* What you are asked to do *
Two lines in the listing below mark the span: one contains "</instance>" and one contains "negative clicks: (687, 405)". Reproduce both of them and everything between, exactly.

* Input material *
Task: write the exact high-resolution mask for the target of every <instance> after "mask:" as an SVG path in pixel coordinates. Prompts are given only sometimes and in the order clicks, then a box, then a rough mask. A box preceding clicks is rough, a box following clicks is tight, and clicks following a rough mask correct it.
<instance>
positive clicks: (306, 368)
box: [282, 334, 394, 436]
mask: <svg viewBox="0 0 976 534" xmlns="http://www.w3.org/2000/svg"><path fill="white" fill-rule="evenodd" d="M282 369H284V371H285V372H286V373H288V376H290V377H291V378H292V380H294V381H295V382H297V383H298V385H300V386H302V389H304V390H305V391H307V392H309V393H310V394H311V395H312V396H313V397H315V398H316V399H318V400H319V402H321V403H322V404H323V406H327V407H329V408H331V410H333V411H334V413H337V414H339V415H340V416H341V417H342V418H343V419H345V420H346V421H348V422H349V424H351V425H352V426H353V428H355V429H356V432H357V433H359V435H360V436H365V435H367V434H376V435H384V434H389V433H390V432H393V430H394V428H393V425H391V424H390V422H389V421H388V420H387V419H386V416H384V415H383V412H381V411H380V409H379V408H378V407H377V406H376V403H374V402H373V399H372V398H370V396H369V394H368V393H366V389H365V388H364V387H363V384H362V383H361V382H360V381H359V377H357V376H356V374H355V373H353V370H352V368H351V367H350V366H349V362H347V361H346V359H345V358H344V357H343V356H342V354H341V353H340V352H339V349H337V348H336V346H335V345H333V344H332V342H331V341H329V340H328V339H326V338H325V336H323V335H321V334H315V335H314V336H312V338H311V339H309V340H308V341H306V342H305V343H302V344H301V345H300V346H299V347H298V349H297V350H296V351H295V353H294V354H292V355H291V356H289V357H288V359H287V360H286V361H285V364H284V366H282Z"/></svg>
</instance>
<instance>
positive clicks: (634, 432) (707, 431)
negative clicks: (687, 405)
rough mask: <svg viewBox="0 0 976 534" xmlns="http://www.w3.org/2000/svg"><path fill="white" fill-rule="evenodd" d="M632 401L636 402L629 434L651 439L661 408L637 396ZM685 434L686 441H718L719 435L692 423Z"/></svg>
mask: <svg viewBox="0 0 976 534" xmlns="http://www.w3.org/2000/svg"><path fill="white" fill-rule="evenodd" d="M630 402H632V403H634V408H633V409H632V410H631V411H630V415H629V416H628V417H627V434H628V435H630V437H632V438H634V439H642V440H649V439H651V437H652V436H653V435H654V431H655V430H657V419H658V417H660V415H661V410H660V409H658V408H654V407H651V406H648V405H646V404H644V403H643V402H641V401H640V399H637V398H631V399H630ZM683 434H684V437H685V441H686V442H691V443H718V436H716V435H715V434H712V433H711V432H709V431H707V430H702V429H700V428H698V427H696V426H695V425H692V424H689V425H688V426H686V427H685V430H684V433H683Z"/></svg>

* Exercise answer *
</instance>
<instance>
positive clicks: (634, 432) (707, 431)
negative clicks: (687, 405)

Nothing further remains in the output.